Work request
Every line containing "child" should be copied out. Go through the entries and find them.

::: Data provided :::

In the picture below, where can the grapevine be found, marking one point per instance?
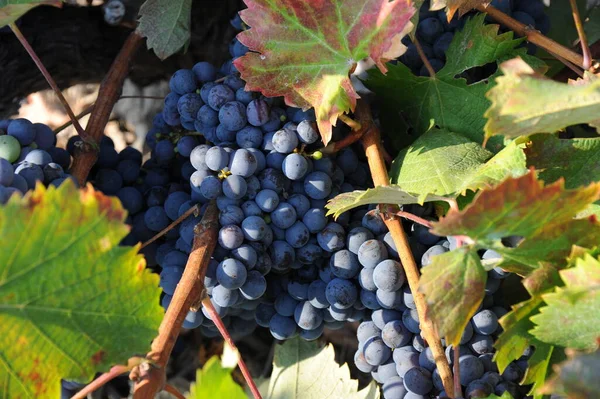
(413, 175)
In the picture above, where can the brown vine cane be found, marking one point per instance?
(188, 291)
(371, 140)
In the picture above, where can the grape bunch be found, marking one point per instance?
(28, 154)
(390, 344)
(435, 33)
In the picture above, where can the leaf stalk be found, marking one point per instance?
(372, 143)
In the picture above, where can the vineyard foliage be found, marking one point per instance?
(486, 153)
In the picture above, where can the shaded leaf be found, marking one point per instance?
(575, 160)
(66, 288)
(166, 25)
(215, 381)
(520, 206)
(446, 163)
(524, 103)
(302, 370)
(553, 244)
(449, 102)
(577, 377)
(567, 319)
(515, 338)
(11, 10)
(379, 195)
(453, 285)
(305, 50)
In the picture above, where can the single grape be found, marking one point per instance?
(388, 275)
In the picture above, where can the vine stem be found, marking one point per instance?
(532, 35)
(424, 57)
(456, 368)
(414, 218)
(187, 292)
(108, 95)
(48, 77)
(170, 227)
(372, 143)
(214, 316)
(585, 49)
(114, 372)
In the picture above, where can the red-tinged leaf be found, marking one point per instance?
(453, 285)
(552, 244)
(304, 50)
(521, 206)
(11, 10)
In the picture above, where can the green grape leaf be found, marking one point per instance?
(166, 25)
(444, 165)
(379, 195)
(577, 377)
(566, 319)
(72, 301)
(520, 206)
(215, 381)
(448, 164)
(462, 6)
(574, 160)
(453, 285)
(11, 10)
(524, 103)
(305, 50)
(448, 101)
(303, 370)
(515, 338)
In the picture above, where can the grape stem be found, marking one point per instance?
(585, 49)
(114, 372)
(414, 218)
(108, 95)
(48, 77)
(372, 143)
(348, 140)
(456, 368)
(195, 209)
(424, 57)
(151, 379)
(532, 35)
(214, 316)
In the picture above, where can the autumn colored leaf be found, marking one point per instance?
(453, 285)
(577, 377)
(567, 320)
(11, 10)
(520, 206)
(305, 50)
(73, 301)
(575, 160)
(525, 103)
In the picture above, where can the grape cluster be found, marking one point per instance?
(28, 154)
(390, 344)
(435, 33)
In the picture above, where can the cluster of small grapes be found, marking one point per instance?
(391, 347)
(28, 154)
(435, 33)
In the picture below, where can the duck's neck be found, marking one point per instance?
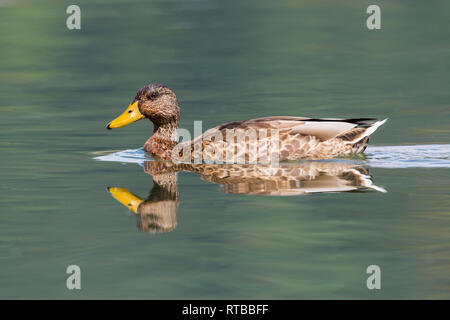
(163, 140)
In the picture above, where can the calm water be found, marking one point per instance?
(233, 61)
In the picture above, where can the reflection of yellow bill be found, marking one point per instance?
(130, 115)
(125, 197)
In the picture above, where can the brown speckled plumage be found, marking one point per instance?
(299, 138)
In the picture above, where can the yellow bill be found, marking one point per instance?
(130, 115)
(125, 197)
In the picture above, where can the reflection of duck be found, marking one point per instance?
(159, 212)
(298, 137)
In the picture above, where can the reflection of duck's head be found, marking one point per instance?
(155, 102)
(157, 214)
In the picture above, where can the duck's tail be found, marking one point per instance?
(367, 132)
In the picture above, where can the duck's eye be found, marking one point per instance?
(152, 95)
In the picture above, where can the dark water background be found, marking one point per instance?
(226, 61)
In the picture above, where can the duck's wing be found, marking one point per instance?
(322, 128)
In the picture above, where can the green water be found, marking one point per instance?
(226, 61)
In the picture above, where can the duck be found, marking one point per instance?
(296, 138)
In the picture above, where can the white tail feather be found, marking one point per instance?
(368, 132)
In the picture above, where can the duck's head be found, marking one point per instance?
(156, 102)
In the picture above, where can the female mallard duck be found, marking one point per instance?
(297, 137)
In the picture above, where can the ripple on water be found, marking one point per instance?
(414, 156)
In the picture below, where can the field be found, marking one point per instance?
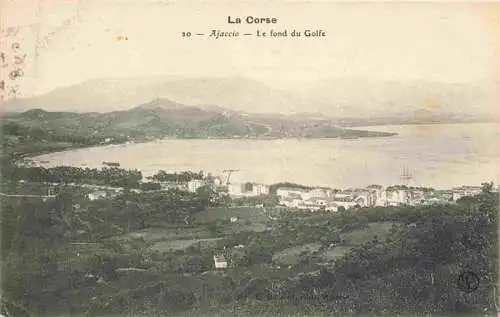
(335, 253)
(248, 219)
(166, 237)
(291, 255)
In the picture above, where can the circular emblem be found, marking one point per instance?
(468, 281)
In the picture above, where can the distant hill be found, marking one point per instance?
(164, 118)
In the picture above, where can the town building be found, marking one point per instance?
(247, 189)
(220, 261)
(97, 195)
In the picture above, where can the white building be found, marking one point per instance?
(248, 189)
(194, 184)
(220, 261)
(284, 192)
(97, 195)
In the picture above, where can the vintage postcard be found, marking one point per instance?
(249, 158)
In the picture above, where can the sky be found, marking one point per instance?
(71, 41)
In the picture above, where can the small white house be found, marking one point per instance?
(220, 261)
(194, 184)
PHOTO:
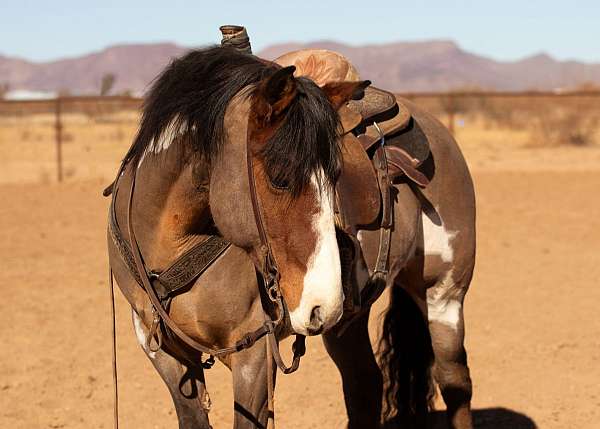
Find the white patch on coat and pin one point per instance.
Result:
(140, 333)
(442, 308)
(171, 132)
(323, 279)
(247, 373)
(436, 239)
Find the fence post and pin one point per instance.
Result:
(58, 128)
(451, 109)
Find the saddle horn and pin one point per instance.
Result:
(235, 36)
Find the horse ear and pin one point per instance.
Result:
(341, 92)
(276, 92)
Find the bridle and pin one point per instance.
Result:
(269, 280)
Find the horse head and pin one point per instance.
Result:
(288, 130)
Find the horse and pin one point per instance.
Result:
(214, 115)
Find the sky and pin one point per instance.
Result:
(504, 30)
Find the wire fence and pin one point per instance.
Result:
(92, 132)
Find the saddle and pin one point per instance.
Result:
(375, 153)
(373, 127)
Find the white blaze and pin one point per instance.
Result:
(140, 333)
(323, 280)
(437, 239)
(442, 307)
(170, 133)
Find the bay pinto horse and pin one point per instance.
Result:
(203, 116)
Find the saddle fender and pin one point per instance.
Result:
(357, 192)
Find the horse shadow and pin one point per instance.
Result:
(485, 418)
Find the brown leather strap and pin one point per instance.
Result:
(400, 162)
(192, 264)
(381, 165)
(146, 283)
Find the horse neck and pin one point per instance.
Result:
(171, 211)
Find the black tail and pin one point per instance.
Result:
(406, 357)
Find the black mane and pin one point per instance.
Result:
(192, 94)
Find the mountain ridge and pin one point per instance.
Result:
(433, 65)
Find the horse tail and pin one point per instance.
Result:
(406, 357)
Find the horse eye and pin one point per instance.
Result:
(280, 184)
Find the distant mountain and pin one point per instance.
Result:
(133, 65)
(402, 66)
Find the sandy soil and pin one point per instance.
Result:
(533, 334)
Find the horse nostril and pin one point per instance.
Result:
(316, 321)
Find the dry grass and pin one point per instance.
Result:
(490, 130)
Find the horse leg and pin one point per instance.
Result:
(249, 371)
(185, 383)
(447, 330)
(361, 378)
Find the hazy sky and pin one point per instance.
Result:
(507, 29)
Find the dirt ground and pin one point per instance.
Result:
(533, 332)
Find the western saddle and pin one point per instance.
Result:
(364, 197)
(371, 119)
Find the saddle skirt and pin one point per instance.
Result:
(366, 122)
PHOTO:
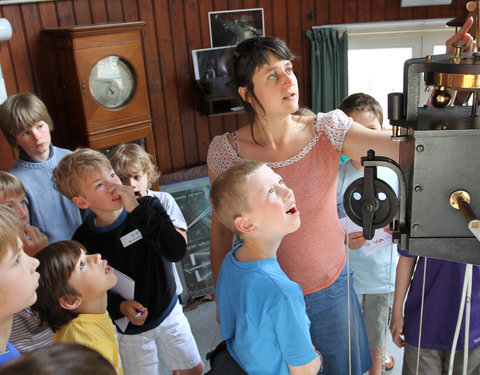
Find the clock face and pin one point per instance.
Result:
(112, 82)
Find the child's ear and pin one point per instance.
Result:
(80, 202)
(70, 302)
(242, 91)
(243, 224)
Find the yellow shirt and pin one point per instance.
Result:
(95, 331)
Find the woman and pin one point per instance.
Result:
(305, 150)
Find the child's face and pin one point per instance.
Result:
(18, 281)
(35, 141)
(366, 119)
(18, 204)
(272, 203)
(138, 180)
(96, 188)
(92, 277)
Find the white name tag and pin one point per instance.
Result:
(130, 238)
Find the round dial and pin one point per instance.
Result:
(112, 82)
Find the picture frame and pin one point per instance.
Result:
(230, 27)
(210, 63)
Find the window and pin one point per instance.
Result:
(377, 52)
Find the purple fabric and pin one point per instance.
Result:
(443, 291)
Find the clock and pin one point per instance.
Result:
(112, 82)
(102, 84)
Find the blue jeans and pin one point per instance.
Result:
(327, 310)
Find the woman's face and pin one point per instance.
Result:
(276, 88)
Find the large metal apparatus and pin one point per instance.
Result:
(438, 170)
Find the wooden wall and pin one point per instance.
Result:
(174, 28)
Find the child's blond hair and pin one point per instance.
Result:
(229, 193)
(19, 112)
(125, 155)
(74, 166)
(362, 102)
(10, 185)
(11, 229)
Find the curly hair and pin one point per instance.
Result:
(57, 262)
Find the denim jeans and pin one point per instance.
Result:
(327, 310)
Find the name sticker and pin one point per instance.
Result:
(130, 238)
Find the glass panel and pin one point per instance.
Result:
(377, 72)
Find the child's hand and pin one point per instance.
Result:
(396, 329)
(462, 36)
(33, 240)
(126, 194)
(356, 240)
(134, 311)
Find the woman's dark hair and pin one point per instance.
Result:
(60, 359)
(246, 58)
(57, 262)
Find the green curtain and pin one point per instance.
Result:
(329, 68)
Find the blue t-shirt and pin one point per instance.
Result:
(262, 316)
(366, 281)
(10, 354)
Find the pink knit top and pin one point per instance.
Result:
(314, 255)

:::

Exercise solution
Find the child's ear and pin one point per instance.
Find the child's face and pin one point per instance.
Find the child's blond hair and pin one point per instance.
Find the child's hand and pin one point per instance.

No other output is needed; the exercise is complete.